● **Task requirements**
(A) Set down the passage from the COVID heroes piece word for word, from "As we mark one" to "the emotional stress.".
(B) According to the COVID heroes piece, what things did the inability to do during the strict lockdown add to the emotional stress? List them.

● **Text**
BEGIN

As we mark one year since the pandemic changed our lives, we asked you to introduce us to your COVID heroes
My father, who lived in New York, was hospitalized on Purim. From that time until his passing on Motzaei Pesach, our family lived through a roller coaster of hope and despair. Israel was in a strict lockdown at the time and the inability to daven with a minyan, say Kaddish, or receive shivah visitors, added to the emotional stress.
After a tear-filled, lonely Shacharis that first morning, the government released new regulations allowing outdoor minyanim, limited to ten men. My neighbors jumped into action and immediately organized a minyan outside my house. Shivah was arranged outdoors, in my backyard, where two visitors at a time could be menachem. One neighbor noticed how the sun was beating down on me and promptly put a shade over the pergola. Another dragged over an outdoor umbrella. The gratefulness and warmth I felt toward my neighbors was overwhelming, and when I tried to express my appreciation, they shrugged it off. Kachah shechenim osim — that’s what neighbors do.
The week passed in a whirlwind, and the indifferent cordiality I had for my neighbors transformed into something I couldn’t quite name.

END

● **Dataset extract**
BEGIN

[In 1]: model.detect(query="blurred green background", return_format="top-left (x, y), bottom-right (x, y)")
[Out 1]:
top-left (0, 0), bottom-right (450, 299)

END

● **Results for each task**
(A)
As we mark one year since the pandemic changed our lives, we asked you to introduce us to your COVID heroes
My father, who lived in New York, was hospitalized on Purim. From that time until his passing on Motzaei Pesach, our family lived through a roller coaster of hope and despair. Israel was in a strict lockdown at the time and the inability to daven with a minyan, say Kaddish, or receive shivah visitors, added to the emotional stress.

(B)
- Daven with a minyan
- Say Kaddish
- Receive shivah visitors